----- Page -----

In Egypt more than in any other country it is necessary to proceed with the most scrupulous circumspection in the examination of remote antiquities. The relics of thousands of years of human life have been piled one upon another and often intermixed. The questions they raise can not be answered in the cabinet or by the study of texts; but the inquiry must be prosecuted on the ground, by comparison of the deposits where they are found and in the deposits from which they are recovered.
From my first arrival in Egypt, in 1892, my attention has been greatly occupied with the question of the origin of the relics of the stone age that have been found from time to time in that country. I have gathered up the scattered documents, explored a large number of sites, and have bought such flint implements as I have found on sale. I have gradually been led to believe that while some of these cut stones may possibly belong to the historical epoch, we shall have to attribute a much more remote antiquity to the most of them, and that evidences of a neolithic age in the valley of the Nile are more abundant than has generally been supposed.

----- Provided information -----

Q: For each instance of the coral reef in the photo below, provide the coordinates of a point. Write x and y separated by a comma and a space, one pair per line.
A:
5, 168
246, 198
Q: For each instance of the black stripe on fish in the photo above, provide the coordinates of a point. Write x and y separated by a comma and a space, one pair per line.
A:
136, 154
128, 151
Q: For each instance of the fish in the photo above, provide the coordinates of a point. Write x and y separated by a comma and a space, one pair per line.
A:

-----

▸ **Exercises to complete**:
1/ Answer these questions about the passage on Egypt's stone age relics:
(a) In what year did the writer first arrive in Egypt?
(b) Where, according to the passage, must the inquiry into remote antiquities be carried out?
(c) What has the writer bought?
2/ Write the next part of the passage on Egypt's stone age relics, following on from its final sentence.

▸ **Task-by-task outputs**:
1/
(a) 1892.
(b) On the ground, by comparison of the deposits where the relics are found and from which they are recovered.
(c) Such flint implements as the writer found on sale.

2/
In many minds the historical antiquity of Egypt, the almost fabulous ages to which its civilization ascends, seem to challenge the history of other countries, and the land of the Pharaohs, rejecting all chronological comparison, to have appeared in the midst of the world as a single example of a land which savage life had never trodden. Yet what are the centuries since Menes ruled over the reclaimed valleys, the few thousand years of which we can calculate the duration, by the side of the incalculable lapse of time since man, struggling with the glaciers and the prehistoric beasts, began his conquest of the earth? The antiquity of Egypt, the eight thousand years (if it be as many) since the first Pharaoh, are only as an atom in the presence of these ages. We can assert some vague knowledge of these pre-Pharaonic inhabitants, for two hatchets of the Chellean pattern were found some time ago in the desert, one at Esnet, the other near the pyramids of Gizeh; and we can now affirm in the most positive manner that Quaternary man lived in the country which is now Egypt, and was then only preparing to be. Four palæolithic stations have been more recently discovered—at Thebes, Tukh, Abydos, and Daschur. Join these sites to the other two where isolated pieces were found, and we have the geography of what we know at present of Chellean man in the valley of the Nile. Doubtless continuous researches would result in similar discoveries at other points, for I have met these relics wherever I have been able to make a short sojourn. The Chellean implements are found in the gravels of the diluvium on the pebbly surface. They have been disturbed and probably scattered, but some places yield them more numerously than others—points possibly corresponding to the ancient workshops. I have found a considerable number of specimens at Deir-el-Medinet; M. Daressy, of the Bureau of Antiquities, found a perfectly characteristic Chellean hammer stone in the Yalley of the Queens at Gurneh, as perfectly worked as the best specimens found at Chelles, St. Acheul, and Moulin-Quignon.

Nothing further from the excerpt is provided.